● DATA LISTING:

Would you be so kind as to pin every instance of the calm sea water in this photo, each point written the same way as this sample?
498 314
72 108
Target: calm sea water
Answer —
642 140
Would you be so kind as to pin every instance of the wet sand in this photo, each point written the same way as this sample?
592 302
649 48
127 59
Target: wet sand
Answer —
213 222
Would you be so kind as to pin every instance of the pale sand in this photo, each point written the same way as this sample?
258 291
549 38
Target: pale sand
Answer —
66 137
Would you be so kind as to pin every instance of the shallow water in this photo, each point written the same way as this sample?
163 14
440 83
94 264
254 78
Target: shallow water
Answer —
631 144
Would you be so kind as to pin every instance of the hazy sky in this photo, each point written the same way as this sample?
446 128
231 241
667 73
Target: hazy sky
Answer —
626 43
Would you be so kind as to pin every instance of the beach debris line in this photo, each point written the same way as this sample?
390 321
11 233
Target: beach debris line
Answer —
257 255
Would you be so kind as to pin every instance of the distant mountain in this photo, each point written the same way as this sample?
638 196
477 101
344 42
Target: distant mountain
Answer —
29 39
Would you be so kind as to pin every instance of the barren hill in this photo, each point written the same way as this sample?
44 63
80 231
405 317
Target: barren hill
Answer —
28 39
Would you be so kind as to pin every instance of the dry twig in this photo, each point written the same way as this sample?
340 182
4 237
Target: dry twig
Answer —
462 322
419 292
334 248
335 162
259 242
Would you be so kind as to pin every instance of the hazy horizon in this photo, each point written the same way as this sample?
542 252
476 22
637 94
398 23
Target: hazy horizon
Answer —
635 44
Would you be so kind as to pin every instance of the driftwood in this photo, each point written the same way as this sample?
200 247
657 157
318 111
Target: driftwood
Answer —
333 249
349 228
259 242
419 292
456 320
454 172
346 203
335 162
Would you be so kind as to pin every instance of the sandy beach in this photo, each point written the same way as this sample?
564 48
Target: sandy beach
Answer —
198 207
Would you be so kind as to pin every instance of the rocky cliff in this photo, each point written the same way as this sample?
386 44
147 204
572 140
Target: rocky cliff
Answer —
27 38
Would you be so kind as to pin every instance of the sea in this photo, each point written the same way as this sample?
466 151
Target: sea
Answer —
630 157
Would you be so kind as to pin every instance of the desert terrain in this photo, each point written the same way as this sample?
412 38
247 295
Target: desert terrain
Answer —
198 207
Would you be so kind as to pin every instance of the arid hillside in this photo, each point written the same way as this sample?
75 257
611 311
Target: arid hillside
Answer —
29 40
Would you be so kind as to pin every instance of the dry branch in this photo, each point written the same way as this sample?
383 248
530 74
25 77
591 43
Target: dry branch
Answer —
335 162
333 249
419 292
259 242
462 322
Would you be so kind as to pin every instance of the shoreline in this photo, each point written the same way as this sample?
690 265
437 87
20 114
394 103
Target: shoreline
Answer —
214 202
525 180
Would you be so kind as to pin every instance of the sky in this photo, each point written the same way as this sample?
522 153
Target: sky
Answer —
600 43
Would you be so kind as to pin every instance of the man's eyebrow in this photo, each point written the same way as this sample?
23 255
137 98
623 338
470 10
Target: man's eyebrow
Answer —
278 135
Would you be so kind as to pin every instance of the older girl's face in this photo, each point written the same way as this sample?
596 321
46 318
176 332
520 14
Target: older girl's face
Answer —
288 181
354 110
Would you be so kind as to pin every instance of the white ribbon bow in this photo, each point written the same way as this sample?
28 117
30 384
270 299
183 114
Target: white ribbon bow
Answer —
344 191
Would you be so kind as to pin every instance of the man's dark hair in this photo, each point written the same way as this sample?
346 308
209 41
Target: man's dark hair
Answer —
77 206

● ASSIGNMENT: Write out the listing above, keeping every word exactly.

● OUTPUT FOR THIS EXERCISE:
Would you be so kind as to pin every instance of the calm sea water in this photo, each point written the same way as this sample?
498 314
72 108
Target: calm sea water
Answer —
642 140
Would you be so kind as to pin every instance of the wet sand in this photo, each point written the same way as this sample?
592 302
649 48
127 59
Target: wet sand
Answer —
213 222
Would you be so kind as to pin every instance of the pale sand in this photo, each point written the same way as this sample?
258 291
549 38
Target: pale sand
Answer —
66 137
Would you be so kind as to pin every instance of the shallow water in this photo, each point written the same way as this sample?
163 14
440 83
94 264
254 78
Target: shallow water
Answer —
631 144
Would you be so kind as to pin every instance of the hazy sky in this photo, each point written the same way as this sample?
446 128
231 241
667 73
Target: hazy sky
Answer —
626 43
Would you be so kind as to pin every instance of the beach debris line in this photo, each point written the same way as this sample?
390 321
11 233
Target: beach debris line
Answer —
257 255
Would you be so kind as to pin every instance of the distant mountain in this photo, each point written the same way as this sample?
638 196
477 101
344 42
Target: distant mountain
Answer —
29 39
Would you be so kind as to pin every instance of the barren hill in this photo, each point written the same way as this sample?
44 63
80 231
405 317
Target: barren hill
Answer —
28 39
Would you be so kind as to pin every instance of the dry twig in this photo, each point written the same way as this sample?
340 182
4 237
Target: dry twig
Answer —
462 322
419 292
334 248
335 162
259 242
Would you be so kind as to pin every instance of the hazy horizon in this photo, each point written the same way as this sample?
542 252
476 22
637 94
398 23
Target: hazy horizon
Answer —
635 44
Would you be so kind as to pin every instance of the driftwood in this photo, each point written the same way as this sample?
200 247
657 157
318 111
Target: driftwood
Answer —
333 249
349 228
259 242
419 292
456 320
454 172
346 203
335 162
Would you be so kind as to pin every instance of the sandy beach in this photo, each point written the same way as this sample?
564 48
Target: sandy beach
Answer —
198 207
Would you be so kind as to pin every instance of the rocky cliff in this photo, each point written the same way as this sample?
386 44
147 204
572 140
Target: rocky cliff
Answer —
27 38
Would you be so kind as to pin every instance of the sea in this photo, each point written the same way as this sample?
466 151
Target: sea
Answer —
630 157
Would you be so kind as to pin every instance of the desert terrain in this photo, each point written the same way as this sample?
412 38
247 295
Target: desert terrain
Answer —
198 207
Would you be so kind as to pin every instance of the arid hillside in this photo, each point written the same way as this sample?
75 257
611 311
Target: arid hillside
Answer —
29 40
Would you be so kind as to pin every instance of the dry branch in this photo, each point written the same way as this sample?
383 248
530 74
25 77
591 43
Target: dry branch
Answer —
335 162
333 249
419 292
259 242
462 322
Would you be so kind as to pin every instance of the shoreline in this photo, each point written the same way as this sample?
690 265
437 87
20 114
394 103
Target: shoreline
Answer —
214 202
525 180
Would you be so kind as to pin every instance of the sky in this photo, each point written the same way as this sample?
522 153
Target: sky
Answer —
600 43
Would you be so kind as to pin every instance of the man's eyebrow in this photo, each point written the same way as this sample?
23 255
137 98
623 338
470 10
Target: man's eyebrow
Answer —
278 135
Would you be so kind as to pin every instance of the older girl's face in this photo, each point written the same way as this sample?
596 321
46 318
176 332
520 14
Target: older girl's face
Answer —
288 181
354 110
Would you be so kind as to pin every instance of the white ribbon bow in this photo, each point written the same way as this sample?
28 117
30 384
270 299
183 114
Target: white ribbon bow
Answer —
344 191
Would you be so kind as to pin every instance of the man's dark hair in this photo, each point written the same way as this sample?
346 308
209 41
Target: man's dark hair
Answer —
77 206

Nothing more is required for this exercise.